■ **RECORDS TO PROCESS**
------------------------------------------------------------------------

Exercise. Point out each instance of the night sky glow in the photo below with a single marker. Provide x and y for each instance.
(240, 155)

------------------------------------------------------------------------

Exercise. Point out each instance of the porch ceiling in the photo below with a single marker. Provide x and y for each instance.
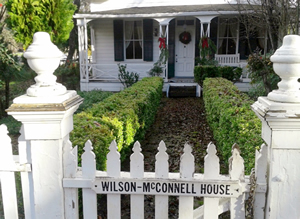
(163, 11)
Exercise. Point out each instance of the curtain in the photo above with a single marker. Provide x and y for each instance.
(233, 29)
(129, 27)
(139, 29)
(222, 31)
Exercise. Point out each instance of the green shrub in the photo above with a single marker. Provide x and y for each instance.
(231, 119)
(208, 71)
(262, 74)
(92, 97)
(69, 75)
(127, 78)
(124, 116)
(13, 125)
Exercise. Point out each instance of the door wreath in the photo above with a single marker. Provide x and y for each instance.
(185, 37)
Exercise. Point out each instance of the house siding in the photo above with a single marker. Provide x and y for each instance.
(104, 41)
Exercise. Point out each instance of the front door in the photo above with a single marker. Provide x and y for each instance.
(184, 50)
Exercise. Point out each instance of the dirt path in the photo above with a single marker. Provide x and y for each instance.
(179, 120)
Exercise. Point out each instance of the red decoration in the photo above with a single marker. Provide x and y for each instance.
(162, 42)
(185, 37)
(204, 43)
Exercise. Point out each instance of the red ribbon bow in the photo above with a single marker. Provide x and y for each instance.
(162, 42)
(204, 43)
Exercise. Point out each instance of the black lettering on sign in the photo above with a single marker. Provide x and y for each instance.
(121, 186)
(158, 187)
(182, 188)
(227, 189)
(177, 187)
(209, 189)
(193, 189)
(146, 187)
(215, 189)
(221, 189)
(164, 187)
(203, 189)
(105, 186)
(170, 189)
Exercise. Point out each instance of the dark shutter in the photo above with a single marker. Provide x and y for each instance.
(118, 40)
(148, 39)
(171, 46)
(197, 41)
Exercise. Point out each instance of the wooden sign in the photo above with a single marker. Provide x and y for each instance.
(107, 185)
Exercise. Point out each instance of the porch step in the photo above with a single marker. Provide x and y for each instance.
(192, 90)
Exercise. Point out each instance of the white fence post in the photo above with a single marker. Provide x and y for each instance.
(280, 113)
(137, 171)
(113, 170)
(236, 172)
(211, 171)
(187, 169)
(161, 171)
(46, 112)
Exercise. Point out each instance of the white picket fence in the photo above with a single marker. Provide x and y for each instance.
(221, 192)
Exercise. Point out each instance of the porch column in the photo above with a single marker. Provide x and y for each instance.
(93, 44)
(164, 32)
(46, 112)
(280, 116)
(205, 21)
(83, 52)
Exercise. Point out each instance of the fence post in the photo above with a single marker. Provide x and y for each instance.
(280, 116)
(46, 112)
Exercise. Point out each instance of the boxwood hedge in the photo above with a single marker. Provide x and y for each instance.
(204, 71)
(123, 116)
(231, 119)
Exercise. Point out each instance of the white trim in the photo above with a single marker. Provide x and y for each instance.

------------------------------------------------------------------------

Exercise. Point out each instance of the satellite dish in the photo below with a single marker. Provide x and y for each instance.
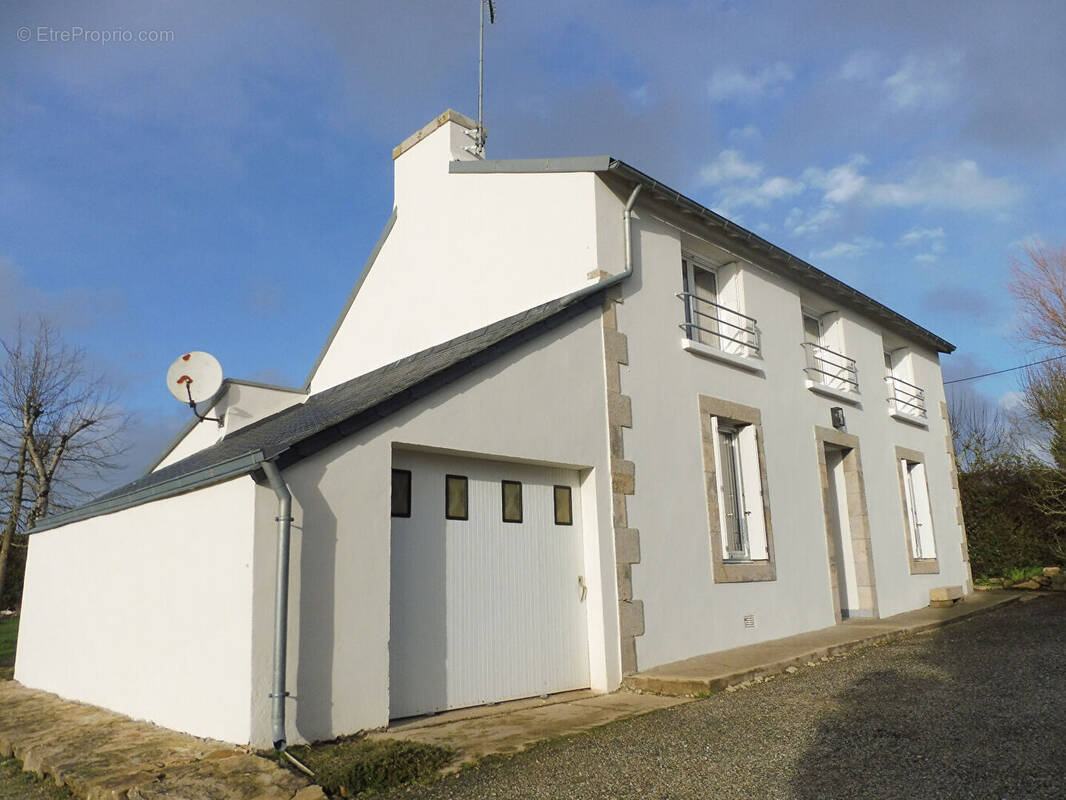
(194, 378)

------------------------------------------------------------------------

■ **WHAT YOU NEED TO DO**
Look above for the line holding "Exercise. Point out each instance of the fence". Print it and every line after it, exactly, through the line holding "Exercise. Point out each instance of the white trim".

■ **RESPONSE TO THIS TASK**
Exercise. Point out each instance of the fence post in the photo above with a single marker. Provide x and y for each instance.
(280, 116)
(46, 112)
Exercise. Point out each instance of the boxwood hedge in the photo above with a single marker. Provide x and y for each instance.
(204, 71)
(123, 116)
(231, 119)
Exercise. Point out each instance of the white trim in the photo above with a single marker. Provide x and y for each instance.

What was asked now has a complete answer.